-- Data for this task follows --

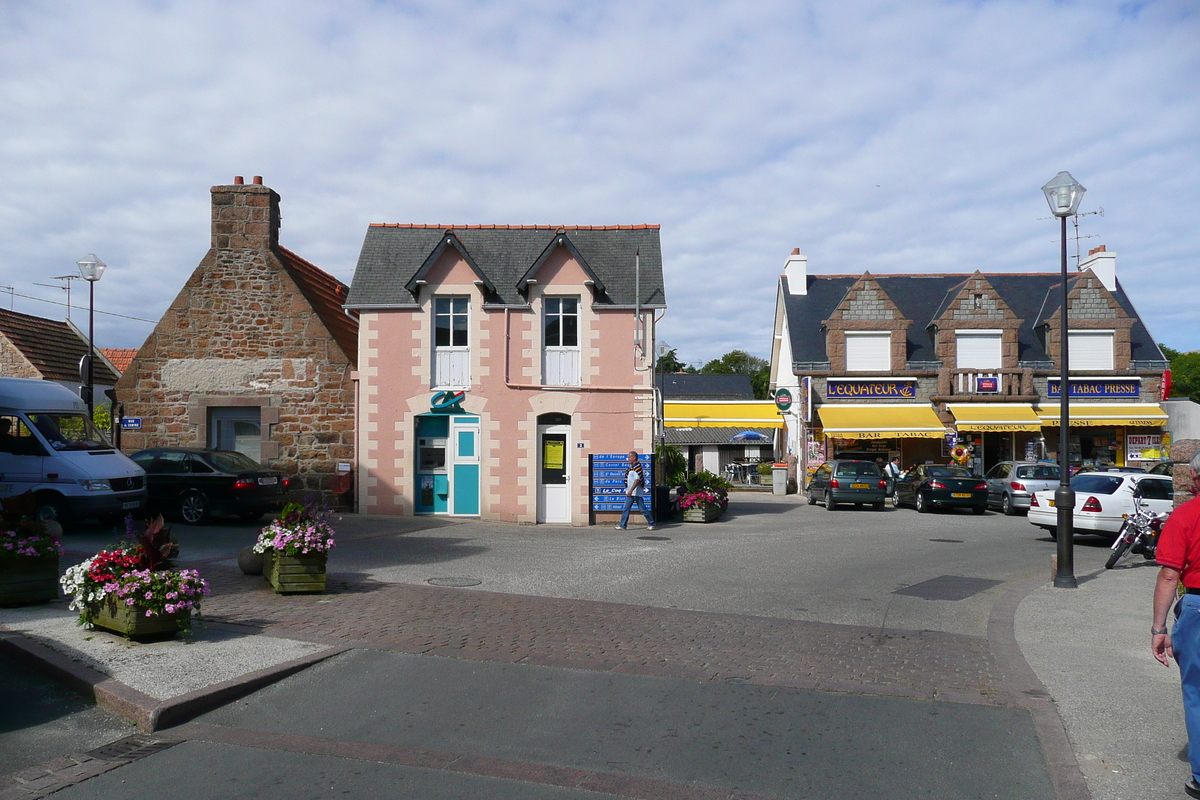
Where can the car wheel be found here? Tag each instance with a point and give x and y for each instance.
(193, 509)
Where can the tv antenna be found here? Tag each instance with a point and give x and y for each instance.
(69, 278)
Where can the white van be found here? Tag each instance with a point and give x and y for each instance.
(48, 445)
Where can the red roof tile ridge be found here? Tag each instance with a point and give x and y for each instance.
(504, 227)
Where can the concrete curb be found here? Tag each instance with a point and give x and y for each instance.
(1031, 695)
(148, 713)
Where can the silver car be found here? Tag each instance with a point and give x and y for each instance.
(1011, 483)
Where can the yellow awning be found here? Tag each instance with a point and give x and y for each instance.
(995, 416)
(721, 414)
(881, 421)
(1107, 415)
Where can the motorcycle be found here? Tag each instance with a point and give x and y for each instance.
(1138, 534)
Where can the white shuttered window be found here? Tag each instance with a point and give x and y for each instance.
(1090, 350)
(868, 352)
(978, 349)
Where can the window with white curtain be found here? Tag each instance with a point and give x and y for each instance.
(1090, 350)
(868, 350)
(978, 349)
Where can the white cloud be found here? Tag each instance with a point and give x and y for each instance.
(874, 136)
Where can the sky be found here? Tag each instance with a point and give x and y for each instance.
(885, 137)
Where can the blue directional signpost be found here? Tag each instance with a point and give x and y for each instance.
(606, 481)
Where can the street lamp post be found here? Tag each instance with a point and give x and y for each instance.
(1063, 194)
(91, 269)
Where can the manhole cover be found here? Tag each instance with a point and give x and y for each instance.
(454, 582)
(948, 587)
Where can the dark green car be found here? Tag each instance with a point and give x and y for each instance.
(931, 486)
(849, 481)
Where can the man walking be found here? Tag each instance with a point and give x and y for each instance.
(1179, 554)
(635, 485)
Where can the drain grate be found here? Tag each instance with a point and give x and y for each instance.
(948, 587)
(131, 749)
(457, 583)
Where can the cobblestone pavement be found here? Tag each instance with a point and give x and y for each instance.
(598, 636)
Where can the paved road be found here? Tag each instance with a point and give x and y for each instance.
(768, 655)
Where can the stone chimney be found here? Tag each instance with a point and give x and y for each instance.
(245, 217)
(1104, 264)
(796, 270)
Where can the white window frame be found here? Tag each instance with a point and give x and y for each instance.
(559, 361)
(1099, 353)
(451, 362)
(976, 358)
(871, 359)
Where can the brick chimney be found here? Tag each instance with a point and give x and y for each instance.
(245, 217)
(796, 270)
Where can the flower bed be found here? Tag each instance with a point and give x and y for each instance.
(124, 587)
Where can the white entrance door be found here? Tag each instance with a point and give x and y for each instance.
(555, 473)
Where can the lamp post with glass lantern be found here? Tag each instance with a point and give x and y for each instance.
(1063, 194)
(91, 269)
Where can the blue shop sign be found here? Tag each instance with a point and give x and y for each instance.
(1128, 388)
(871, 389)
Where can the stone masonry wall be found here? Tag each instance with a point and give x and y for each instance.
(241, 334)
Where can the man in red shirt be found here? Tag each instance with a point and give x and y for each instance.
(1179, 554)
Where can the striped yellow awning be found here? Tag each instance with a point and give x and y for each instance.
(721, 414)
(881, 421)
(995, 416)
(1105, 415)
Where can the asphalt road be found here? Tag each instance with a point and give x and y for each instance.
(354, 723)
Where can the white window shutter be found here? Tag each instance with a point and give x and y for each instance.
(1090, 350)
(868, 352)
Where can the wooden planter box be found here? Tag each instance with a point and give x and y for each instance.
(707, 512)
(294, 573)
(30, 579)
(133, 623)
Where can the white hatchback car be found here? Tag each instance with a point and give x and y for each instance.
(1102, 501)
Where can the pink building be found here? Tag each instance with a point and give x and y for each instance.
(493, 360)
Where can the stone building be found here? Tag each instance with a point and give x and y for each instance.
(255, 354)
(911, 365)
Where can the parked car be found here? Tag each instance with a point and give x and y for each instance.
(849, 481)
(930, 486)
(1102, 501)
(1011, 483)
(193, 483)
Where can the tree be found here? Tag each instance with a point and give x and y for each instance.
(739, 362)
(1185, 372)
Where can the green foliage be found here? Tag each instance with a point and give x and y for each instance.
(672, 464)
(1185, 372)
(739, 362)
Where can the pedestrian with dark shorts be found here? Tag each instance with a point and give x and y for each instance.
(1179, 555)
(635, 489)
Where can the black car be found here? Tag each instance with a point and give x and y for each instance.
(193, 483)
(930, 486)
(849, 481)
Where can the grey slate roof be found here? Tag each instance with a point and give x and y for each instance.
(715, 435)
(683, 385)
(393, 256)
(921, 298)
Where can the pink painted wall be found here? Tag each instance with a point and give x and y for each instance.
(395, 366)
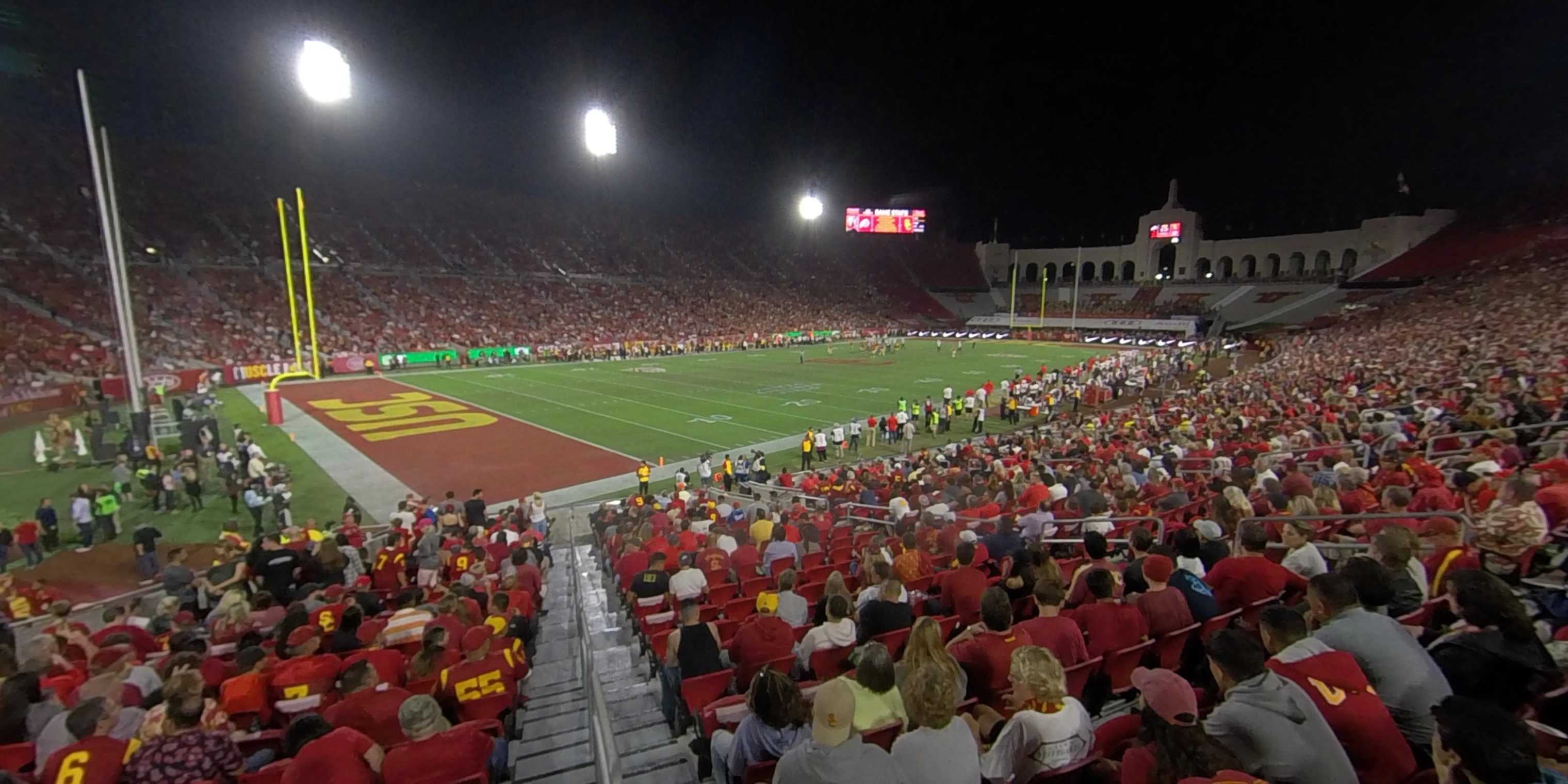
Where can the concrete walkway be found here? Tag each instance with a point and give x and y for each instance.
(377, 490)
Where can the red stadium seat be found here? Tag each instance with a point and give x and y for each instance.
(1172, 645)
(831, 662)
(1120, 664)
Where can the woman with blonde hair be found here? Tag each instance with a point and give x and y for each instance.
(1300, 505)
(935, 748)
(231, 618)
(1051, 730)
(833, 587)
(924, 650)
(1238, 499)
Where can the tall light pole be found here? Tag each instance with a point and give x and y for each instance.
(599, 134)
(323, 73)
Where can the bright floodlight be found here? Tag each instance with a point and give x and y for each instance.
(323, 73)
(599, 132)
(810, 207)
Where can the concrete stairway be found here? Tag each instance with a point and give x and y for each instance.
(556, 739)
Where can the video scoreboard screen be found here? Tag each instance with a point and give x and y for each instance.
(884, 220)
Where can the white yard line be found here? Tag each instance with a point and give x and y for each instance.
(466, 402)
(590, 413)
(656, 405)
(601, 382)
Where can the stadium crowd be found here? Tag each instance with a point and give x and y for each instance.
(300, 656)
(1197, 571)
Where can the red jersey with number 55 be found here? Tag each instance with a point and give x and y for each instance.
(389, 565)
(482, 689)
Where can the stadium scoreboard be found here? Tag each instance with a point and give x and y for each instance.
(884, 220)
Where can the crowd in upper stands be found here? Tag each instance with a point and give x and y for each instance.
(1211, 565)
(403, 269)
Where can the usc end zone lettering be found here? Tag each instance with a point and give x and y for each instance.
(400, 416)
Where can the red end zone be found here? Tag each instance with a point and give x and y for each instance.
(433, 443)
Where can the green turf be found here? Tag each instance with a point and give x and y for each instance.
(730, 400)
(23, 483)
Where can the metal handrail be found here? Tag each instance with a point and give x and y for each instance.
(1482, 435)
(608, 759)
(1365, 447)
(1466, 526)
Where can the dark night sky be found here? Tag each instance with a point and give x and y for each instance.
(1060, 121)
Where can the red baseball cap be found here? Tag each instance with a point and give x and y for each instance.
(110, 656)
(1158, 568)
(1169, 695)
(302, 635)
(476, 637)
(369, 631)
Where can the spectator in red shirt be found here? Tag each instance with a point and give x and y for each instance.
(1107, 623)
(322, 753)
(1164, 609)
(1172, 744)
(26, 534)
(436, 752)
(1250, 576)
(98, 758)
(962, 587)
(305, 673)
(391, 665)
(1341, 692)
(745, 559)
(1448, 552)
(634, 562)
(1098, 549)
(1051, 629)
(985, 650)
(761, 639)
(115, 623)
(367, 708)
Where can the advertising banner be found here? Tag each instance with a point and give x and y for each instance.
(171, 382)
(255, 372)
(419, 358)
(352, 363)
(37, 400)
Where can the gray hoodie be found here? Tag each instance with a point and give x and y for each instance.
(1276, 730)
(854, 761)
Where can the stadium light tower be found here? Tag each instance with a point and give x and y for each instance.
(810, 207)
(322, 73)
(599, 134)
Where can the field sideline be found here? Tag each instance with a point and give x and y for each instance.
(679, 406)
(584, 427)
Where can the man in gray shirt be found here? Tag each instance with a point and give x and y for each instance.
(429, 554)
(1404, 676)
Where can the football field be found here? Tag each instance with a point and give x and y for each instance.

-- Data for this task concluded --

• **Work to be completed**
Copy the entries above faithfully and omit every image.

• **Task result**
Where can the car wheel be found here? Tag each instance with a point and give x and y for each instance.
(193, 509)
Where can the tv antenna be found here? Tag each instance with a point and give x and y for each instance.
(69, 278)
Where can the white van be found here? Tag each instance with a point and give x and y for each instance.
(48, 445)
Where can the red roof tile ridge be found here? Tag each instance with a point and give x and y for each instance.
(504, 227)
Where can the concrete curb be found here? Tag each instance with a point and give x and y for each instance.
(1031, 695)
(148, 713)
Where can the silver car be found here? Tag each instance with a point and give x and y for each instance.
(1011, 483)
Where can the yellow awning be found here? Tag each instance with a point and give x and y for each instance.
(995, 416)
(721, 414)
(881, 421)
(1107, 415)
Where can the motorcycle be found here? Tag each instance with a point and give x and y for each instance.
(1138, 534)
Where can the white shuttered window be found here? Tag each instance with a point and give x and y for each instance.
(1090, 350)
(868, 352)
(978, 349)
Where can the window with white curtain be found here? Tag each instance with a point and give x and y for each instance.
(1090, 350)
(868, 350)
(978, 349)
Where can the white cloud be found here? Tag each instance with a point and give x and y for each instance.
(874, 136)
Where can the sky be found here? Tag each instance with a point and give x and y for each instance.
(885, 137)
Where can the blue directional signpost be found here? Tag each instance with a point and give x and y for each instance.
(606, 481)
Where can the street lamp post be found here? Tag each instance with a point and give x and y for each instance.
(1063, 194)
(91, 269)
Where can the manhole cover be found here? Tag each instance with a point and give x and y for each instance.
(454, 582)
(948, 587)
Where can the dark green car be found here? Tag each instance with a point and give x and y for each instance.
(931, 486)
(849, 481)
Where can the man walking be found here? Tag each instance with a point and give x and y for each instance.
(1179, 554)
(635, 485)
Where can the drain grate be found here? Tag each instance with a point and give x and y for each instance.
(948, 587)
(131, 749)
(457, 583)
Where can the cobblestone pavement be found here? Tag each instance with a point and give x and y for each instance.
(598, 636)
Where can the paved road be found here? Tag each instance with a point and give x and y for each instance.
(768, 655)
Where can the stone chimney be found here? Tag each instance with a point and give x and y for each instance.
(245, 217)
(1104, 264)
(796, 270)
Where can the white window frame be found here? Tag each instance with a point and give x and y for each instance.
(559, 361)
(1099, 353)
(451, 362)
(976, 358)
(871, 359)
Where can the brick chimney be found here? Tag each instance with a point and give x and y for each instance.
(245, 217)
(796, 270)
Where can the flower bed be found here? Tag each instance with a point and give x and y for each instance.
(124, 587)
Where can the white entrance door be found here? Tag each instance with a point and give x and y for each instance.
(555, 473)
Where can the lamp post with glass lantern be found here? Tag each instance with a point and give x and y for each instance.
(1063, 194)
(91, 269)
Where can the blue shop sign be found here? Tag each instance with a point and give x and y for each instance.
(1128, 388)
(871, 389)
Where can the stone masonry wall be found here? Tag each instance with a point and give x and y for each instance.
(241, 334)
Where can the man in red shirt be found here? Tag each instance with a point and give x and y for each instance.
(1179, 554)
Where can the striped yellow awning be found here? Tag each instance with a point and give x and y for each instance.
(721, 414)
(881, 421)
(995, 416)
(1105, 415)
Where can the asphalt road be found here? Tag each instance with a point and give x and y for each instance.
(354, 723)
Where can the white window shutter be found here? Tag each instance with a point and give x and y for each instance.
(1090, 350)
(868, 352)
Where can the wooden planter box be found here? Tag each instance with a point and give x and y for each instance.
(707, 512)
(294, 573)
(30, 579)
(133, 623)
Where can the white hatchback car be found here? Tag each instance with a point and give x and y for each instance.
(1102, 501)
Where can the pink building be found here? Tag each instance with a point and give x and y for each instance.
(493, 360)
Where can the stone building be found here? Tag each instance with a point and give x and y for each instance.
(255, 354)
(911, 365)
Where can the parked car be found here? Tag each instance with a point and give x and y for each instance.
(849, 481)
(930, 486)
(1102, 501)
(1011, 483)
(193, 483)
Where can the tree be found here? Tag each instance with a point and give x and y for each instance.
(739, 362)
(1185, 372)
Where can the green foliage be found here? Tag each instance with a point and give x and y for each instance.
(672, 464)
(1185, 372)
(739, 362)
Where can the pedestrian with dark shorts be found here? Tag each instance with a point and give x and y for each instance.
(1179, 555)
(635, 489)
Where can the black car be found here? Tag each instance with a point and give x and y for each instance.
(193, 483)
(930, 486)
(849, 481)
Where can the grey slate roof be found here? Tag each instance with a point and give x and y for each instance.
(715, 435)
(683, 385)
(393, 256)
(921, 298)
Where can the pink painted wall be found here? Tag each instance with a point and give x and y for each instance.
(395, 366)
Where can the concrete walkway be found here? Tag each instance with a point and give x and y for each instance.
(377, 490)
Where can the red stadium seat be found here? Tag each instance with a point and give x and y for each instance.
(1172, 645)
(831, 662)
(1120, 664)
Where can the woman with blonde hair be found here? Tag each instance with a point and give x and y for each instance.
(1300, 505)
(935, 748)
(231, 618)
(1051, 730)
(833, 587)
(924, 650)
(1238, 499)
Where can the tall light pole be found here? Tag each instance with a point and give x and y for each instance.
(599, 134)
(323, 73)
Where can the bright floodlight be found here? Tag each instance with a point and give x and y for each instance.
(323, 73)
(599, 132)
(810, 207)
Where can the concrete stairway be found here? Tag each instance with a point and give x and y for each instance.
(556, 739)
Where can the video scoreboard screen be found here? Tag each instance with a point and give x and y for each instance.
(884, 220)
Where can the white yard line be found here? Tag each instance with a point and give x and y for each instance.
(466, 402)
(590, 413)
(656, 405)
(601, 382)
Where can the stadium crowd be found here? Tag each instance with a point and give x and y for each instance.
(300, 656)
(1197, 571)
Where can the red jersey with number 55 be found here? Tag each instance with a point and give x and y for each instance.
(389, 565)
(482, 689)
Where can the stadium scoreboard be found here? Tag each instance with a point and give x and y for each instance.
(884, 220)
Where can the crowd in upper stands be found here? Tag each instance with a point and give x and y for each instance.
(1211, 565)
(403, 269)
Where can the usc end zone lettering be found here? Tag each instance with a point and give x and y for each instance.
(400, 416)
Where can the red end zone be found here? Tag each instance with a point and give x and y for each instance.
(433, 443)
Where can the green turf be found here? Tag each instance with a point and give x and y for each instance.
(730, 400)
(23, 483)
Where can the metal handrail be found here? Tag each instance with a point and give x and y for each instance.
(1482, 435)
(608, 759)
(1365, 447)
(1466, 526)
Where can the dark night sky be found here? Tag each instance with a point and give x and y for each instance.
(1060, 121)
Where can the red baseball cap be found here? Tag each instance with a point and give x and y for each instance.
(110, 656)
(1158, 568)
(1169, 695)
(302, 635)
(476, 637)
(369, 631)
Where can the spectator in red shirt be found here? Tag each instance with a point and give x and y for each instance.
(1107, 623)
(322, 753)
(1164, 609)
(1172, 744)
(26, 534)
(436, 752)
(1250, 576)
(98, 758)
(962, 587)
(305, 673)
(391, 665)
(1341, 692)
(745, 559)
(1448, 552)
(634, 562)
(1098, 549)
(1051, 629)
(985, 650)
(761, 639)
(115, 623)
(367, 708)
Where can the advertising banner be found here? Tag each instance with a point and give x and y for each instance.
(171, 382)
(255, 372)
(419, 358)
(352, 363)
(37, 400)
Where can the gray hoodie be found here? Tag each instance with a point and give x and y for each instance.
(1276, 730)
(854, 761)
Where can the stadium light tower be found here? Tag each instance with a point and give x and y for each instance.
(810, 207)
(322, 73)
(599, 134)
Where can the field sideline be found here? Tag each instance with a point and give x and y for each instance.
(679, 406)
(584, 427)
Where can the man in gray shirt be found here? Tag each instance with a point and give x and y for each instance.
(429, 554)
(1404, 676)
Where can the football field be found here? Tag each instance with a point and give x and y for each instance.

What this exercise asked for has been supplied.